● **To do**
(1) Translate this sentence from the Amerind passage into Spanish: "It cannot elucidate subgroupings within that group of related languages."
(2) Give the title of every work listed in the references at the end of the Amerind passage.

──────── Selected text ────────

So, the authors of GVPSNA think that Amerind is too controversial to be used in their paper, but Greenberg and Ruhlen think that Amerind is “more robust” and “more secure” that the “taxonomically lower level of linguistic stocks” used in GVPSNA. Simple transitivity means that these the authors should not trust the lower level stocks either.
The root problem with the lower-level groupings in Amerind is that even if the method of mass lexical comparison (MMLC) used by Greenberg and Ruhlen is viable (and there are not many historical linguists who would defend this position), the method is (as Bill Poser, among many others, has pointed out) incapable of defining subgroupings. The very best that MMLC can do (and once again, historical linguists have grave doubts even here) is show that a group of languages is related. It cannot elucidate subgroupings within that group of related languages.
I’ll save the explanations for the flaws in MMLC and its inability to define subgroupings for another post, but we see in the case of GVPSNA both a pervasive problem and an opportunity. The pervasive problem is that literacy in linguistics is low both among laymen and in other scientific disciplines — a horse long ago beaten to death over at Language Log (the horse in question, is, unfortunately, undead, and requires period new beatings). The opportunity is twofold: first, its clear that linguistics has something to offer scientists in other fields, which is nice; and second, getting the word out about the state of the art in linguistics gives linguists a great way to achieve world domination. Fast.
Bolnick DA, Shook BA, Campbell L, Goddard I. 2004. Problematic use of Greenberg’s linguistic classification of the Americas in studies of Native American genetic variation. Am J Hum Genet 75: 519–522.
Campbell, Lyle. 1997. American Indian Languages: The historical linguistics of Native America. Oxford University Press.
Greenberg, Joseph. 1987. Language in the Americas. Stanford University Press.
Ruhlen, Merritt. 1991. A guide to the world’s languages. Volume 1: Classification. Stanford, CA: Stanford University Press.

──────── Data extracts ────────

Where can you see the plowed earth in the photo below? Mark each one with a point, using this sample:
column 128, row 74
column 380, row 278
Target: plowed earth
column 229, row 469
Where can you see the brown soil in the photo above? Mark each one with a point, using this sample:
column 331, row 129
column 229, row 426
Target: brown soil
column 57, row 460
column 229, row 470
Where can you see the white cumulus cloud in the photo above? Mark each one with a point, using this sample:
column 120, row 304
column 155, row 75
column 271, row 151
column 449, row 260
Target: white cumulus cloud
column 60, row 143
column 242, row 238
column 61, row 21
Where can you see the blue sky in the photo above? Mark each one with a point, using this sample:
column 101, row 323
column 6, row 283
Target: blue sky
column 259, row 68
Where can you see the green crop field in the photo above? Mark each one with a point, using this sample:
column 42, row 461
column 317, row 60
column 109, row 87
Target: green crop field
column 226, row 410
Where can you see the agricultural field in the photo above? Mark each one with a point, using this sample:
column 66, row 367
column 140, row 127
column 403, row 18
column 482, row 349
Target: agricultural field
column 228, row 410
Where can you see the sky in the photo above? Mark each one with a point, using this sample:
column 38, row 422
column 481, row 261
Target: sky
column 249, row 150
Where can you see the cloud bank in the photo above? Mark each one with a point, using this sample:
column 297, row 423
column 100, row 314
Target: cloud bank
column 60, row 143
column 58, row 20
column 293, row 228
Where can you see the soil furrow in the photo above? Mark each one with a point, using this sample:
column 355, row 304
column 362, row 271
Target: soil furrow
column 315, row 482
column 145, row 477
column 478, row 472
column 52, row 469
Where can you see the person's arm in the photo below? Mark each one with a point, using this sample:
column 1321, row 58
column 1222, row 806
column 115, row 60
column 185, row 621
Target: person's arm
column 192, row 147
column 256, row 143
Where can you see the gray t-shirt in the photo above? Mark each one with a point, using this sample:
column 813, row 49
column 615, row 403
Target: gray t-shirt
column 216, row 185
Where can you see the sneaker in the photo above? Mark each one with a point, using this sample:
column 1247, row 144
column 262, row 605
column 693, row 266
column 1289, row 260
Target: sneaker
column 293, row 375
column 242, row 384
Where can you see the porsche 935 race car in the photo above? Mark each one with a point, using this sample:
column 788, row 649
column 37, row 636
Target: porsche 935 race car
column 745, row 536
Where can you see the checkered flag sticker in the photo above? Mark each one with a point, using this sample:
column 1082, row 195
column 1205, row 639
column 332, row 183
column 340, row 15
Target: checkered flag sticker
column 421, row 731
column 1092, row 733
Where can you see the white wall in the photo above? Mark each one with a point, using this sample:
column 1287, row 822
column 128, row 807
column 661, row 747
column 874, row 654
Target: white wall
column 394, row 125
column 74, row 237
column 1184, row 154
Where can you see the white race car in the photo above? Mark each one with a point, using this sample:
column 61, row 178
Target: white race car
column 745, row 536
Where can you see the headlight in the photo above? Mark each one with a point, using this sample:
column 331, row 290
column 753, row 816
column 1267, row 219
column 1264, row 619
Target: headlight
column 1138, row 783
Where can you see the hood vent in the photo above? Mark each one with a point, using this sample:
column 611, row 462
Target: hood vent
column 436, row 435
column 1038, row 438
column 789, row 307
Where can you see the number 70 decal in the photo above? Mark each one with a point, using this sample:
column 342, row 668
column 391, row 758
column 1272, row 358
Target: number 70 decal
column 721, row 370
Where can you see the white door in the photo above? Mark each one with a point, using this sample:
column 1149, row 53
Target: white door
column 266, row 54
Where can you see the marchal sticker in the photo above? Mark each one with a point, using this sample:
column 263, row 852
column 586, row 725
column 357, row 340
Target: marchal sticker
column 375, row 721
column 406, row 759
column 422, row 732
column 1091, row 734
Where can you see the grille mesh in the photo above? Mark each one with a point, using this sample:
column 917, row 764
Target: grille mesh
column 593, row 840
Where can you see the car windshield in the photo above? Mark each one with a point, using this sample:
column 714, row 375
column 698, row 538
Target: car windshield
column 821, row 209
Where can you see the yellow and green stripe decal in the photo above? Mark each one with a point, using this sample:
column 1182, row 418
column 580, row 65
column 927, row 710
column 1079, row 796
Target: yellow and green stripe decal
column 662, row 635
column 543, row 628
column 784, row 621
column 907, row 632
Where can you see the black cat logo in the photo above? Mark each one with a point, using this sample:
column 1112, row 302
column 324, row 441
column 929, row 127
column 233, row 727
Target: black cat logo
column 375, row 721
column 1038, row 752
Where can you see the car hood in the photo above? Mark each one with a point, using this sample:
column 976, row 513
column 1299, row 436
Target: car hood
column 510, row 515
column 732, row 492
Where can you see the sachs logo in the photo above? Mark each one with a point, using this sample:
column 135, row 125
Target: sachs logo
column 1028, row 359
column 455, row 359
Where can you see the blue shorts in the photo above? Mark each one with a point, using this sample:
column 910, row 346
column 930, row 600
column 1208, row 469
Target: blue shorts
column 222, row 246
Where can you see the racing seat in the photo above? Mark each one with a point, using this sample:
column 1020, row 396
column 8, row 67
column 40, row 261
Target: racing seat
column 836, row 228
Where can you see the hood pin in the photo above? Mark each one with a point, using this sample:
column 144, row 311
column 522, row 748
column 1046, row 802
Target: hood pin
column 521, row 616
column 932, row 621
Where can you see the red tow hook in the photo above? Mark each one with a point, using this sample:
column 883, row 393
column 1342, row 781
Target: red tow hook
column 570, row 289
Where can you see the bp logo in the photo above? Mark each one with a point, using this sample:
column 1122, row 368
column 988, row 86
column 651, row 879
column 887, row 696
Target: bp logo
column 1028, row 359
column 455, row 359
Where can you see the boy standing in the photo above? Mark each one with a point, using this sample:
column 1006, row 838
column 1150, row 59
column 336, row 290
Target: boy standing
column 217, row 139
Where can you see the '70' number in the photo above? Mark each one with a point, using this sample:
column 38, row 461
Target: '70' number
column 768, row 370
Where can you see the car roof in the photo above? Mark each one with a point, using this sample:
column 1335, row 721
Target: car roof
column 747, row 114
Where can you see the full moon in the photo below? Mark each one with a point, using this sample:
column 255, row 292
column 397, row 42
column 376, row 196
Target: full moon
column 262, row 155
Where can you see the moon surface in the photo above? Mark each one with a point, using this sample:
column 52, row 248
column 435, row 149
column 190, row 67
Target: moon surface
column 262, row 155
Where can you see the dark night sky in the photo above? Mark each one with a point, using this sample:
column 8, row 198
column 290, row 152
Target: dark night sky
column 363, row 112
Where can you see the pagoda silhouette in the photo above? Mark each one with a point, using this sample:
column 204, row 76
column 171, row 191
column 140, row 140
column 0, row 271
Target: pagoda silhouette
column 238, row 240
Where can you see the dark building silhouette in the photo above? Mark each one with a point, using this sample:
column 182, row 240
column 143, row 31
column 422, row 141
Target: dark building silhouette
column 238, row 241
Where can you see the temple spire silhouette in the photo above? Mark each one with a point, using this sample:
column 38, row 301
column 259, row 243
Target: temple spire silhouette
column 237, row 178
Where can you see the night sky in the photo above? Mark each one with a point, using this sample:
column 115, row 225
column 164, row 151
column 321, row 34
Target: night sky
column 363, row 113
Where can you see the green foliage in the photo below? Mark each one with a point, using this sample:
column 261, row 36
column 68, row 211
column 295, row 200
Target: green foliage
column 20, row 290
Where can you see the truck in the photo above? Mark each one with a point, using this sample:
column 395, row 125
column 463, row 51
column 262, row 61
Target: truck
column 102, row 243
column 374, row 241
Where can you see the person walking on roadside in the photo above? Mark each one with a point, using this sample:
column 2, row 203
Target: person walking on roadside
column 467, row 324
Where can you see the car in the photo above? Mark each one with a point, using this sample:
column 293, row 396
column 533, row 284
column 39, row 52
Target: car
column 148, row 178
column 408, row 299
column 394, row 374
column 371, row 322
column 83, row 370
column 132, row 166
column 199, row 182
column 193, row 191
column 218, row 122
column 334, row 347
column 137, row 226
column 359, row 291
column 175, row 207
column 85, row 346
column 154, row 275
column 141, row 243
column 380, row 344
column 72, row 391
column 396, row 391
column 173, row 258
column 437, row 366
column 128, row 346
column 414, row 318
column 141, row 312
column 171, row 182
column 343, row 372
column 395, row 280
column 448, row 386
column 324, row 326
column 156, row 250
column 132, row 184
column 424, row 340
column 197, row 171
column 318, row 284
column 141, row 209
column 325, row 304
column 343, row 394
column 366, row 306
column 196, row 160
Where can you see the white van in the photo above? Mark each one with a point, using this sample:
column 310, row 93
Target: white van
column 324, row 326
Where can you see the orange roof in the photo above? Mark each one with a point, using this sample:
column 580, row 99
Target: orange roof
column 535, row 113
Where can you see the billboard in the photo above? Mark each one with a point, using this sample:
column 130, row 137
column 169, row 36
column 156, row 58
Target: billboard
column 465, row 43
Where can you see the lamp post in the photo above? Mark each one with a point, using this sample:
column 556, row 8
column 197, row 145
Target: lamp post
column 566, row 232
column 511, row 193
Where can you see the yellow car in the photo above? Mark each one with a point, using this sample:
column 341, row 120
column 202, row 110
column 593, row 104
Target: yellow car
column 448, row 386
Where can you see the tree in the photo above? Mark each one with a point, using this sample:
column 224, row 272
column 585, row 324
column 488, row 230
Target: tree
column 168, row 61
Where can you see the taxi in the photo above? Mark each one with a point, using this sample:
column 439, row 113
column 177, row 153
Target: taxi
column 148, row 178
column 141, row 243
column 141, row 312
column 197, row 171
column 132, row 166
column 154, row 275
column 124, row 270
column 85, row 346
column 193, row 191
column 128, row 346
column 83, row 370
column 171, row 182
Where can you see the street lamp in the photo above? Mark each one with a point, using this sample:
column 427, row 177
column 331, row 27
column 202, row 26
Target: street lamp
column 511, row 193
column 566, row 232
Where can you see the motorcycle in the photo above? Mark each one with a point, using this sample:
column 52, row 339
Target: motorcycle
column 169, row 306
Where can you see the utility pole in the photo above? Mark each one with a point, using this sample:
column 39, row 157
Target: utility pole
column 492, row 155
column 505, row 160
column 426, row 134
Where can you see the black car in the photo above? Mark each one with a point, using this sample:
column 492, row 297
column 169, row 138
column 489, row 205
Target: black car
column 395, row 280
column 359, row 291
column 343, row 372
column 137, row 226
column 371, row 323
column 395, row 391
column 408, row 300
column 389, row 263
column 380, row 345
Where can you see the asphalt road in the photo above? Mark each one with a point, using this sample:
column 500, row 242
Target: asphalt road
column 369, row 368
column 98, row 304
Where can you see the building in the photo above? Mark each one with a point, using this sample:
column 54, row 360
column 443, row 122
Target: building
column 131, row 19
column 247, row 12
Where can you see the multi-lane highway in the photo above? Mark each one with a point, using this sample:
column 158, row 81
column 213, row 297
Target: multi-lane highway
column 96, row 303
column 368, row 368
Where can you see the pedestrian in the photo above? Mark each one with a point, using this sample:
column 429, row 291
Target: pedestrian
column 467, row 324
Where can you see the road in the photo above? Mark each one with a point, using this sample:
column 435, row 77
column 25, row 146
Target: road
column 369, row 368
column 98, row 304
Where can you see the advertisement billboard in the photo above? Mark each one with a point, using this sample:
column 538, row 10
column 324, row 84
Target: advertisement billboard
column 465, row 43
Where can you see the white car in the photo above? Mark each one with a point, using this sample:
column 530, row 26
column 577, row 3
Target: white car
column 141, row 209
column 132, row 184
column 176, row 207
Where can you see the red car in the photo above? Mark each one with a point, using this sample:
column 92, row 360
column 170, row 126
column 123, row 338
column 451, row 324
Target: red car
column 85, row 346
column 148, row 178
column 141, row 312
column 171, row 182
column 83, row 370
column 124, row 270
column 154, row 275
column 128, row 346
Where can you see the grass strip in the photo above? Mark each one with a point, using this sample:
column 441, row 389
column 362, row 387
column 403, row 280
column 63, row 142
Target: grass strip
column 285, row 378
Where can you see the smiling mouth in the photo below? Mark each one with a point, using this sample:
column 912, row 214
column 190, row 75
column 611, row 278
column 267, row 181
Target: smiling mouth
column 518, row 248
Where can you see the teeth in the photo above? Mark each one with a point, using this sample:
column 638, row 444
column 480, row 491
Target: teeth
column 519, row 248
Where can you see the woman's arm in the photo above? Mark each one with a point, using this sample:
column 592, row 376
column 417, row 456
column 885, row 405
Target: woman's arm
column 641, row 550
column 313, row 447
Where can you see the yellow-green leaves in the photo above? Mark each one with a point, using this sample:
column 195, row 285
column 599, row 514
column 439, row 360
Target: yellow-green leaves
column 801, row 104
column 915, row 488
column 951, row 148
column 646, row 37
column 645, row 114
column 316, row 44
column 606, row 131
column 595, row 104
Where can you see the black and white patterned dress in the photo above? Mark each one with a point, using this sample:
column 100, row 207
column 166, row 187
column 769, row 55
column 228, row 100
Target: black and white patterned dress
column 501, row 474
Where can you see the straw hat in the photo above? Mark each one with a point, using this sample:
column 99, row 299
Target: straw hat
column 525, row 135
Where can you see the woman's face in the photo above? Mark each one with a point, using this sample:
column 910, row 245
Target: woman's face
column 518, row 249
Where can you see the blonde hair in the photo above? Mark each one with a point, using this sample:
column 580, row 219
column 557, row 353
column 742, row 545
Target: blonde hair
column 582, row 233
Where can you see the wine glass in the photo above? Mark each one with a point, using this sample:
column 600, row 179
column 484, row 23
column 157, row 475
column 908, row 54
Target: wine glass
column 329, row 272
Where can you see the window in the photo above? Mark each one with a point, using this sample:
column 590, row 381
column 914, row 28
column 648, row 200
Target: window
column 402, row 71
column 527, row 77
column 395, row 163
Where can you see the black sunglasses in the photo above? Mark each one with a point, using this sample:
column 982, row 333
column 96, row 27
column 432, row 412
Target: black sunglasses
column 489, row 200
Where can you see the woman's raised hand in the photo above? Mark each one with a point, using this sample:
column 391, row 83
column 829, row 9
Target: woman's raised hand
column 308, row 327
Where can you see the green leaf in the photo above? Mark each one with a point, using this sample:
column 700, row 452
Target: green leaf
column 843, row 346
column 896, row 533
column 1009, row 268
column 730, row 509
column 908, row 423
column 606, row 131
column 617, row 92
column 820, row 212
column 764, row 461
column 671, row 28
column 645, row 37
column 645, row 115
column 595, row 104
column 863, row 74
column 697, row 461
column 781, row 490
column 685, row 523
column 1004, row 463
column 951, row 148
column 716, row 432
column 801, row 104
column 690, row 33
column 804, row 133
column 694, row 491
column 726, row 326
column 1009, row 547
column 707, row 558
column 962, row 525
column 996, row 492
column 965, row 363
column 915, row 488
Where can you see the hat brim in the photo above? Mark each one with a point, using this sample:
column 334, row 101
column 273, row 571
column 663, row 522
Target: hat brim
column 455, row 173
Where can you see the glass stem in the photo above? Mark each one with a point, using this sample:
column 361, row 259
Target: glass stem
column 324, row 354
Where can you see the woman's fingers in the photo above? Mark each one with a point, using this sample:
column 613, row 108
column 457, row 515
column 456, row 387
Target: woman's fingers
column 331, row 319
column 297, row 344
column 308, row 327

────────

● **Answers per task**
(1) No puede dilucidar subagrupaciones dentro de ese grupo de lenguas emparentadas.

(2)
- Problematic use of Greenberg’s linguistic classification of the Americas in studies of Native American genetic variation
- American Indian Languages: The historical linguistics of Native America
- Language in the Americas
- A guide to the world’s languages. Volume 1: Classification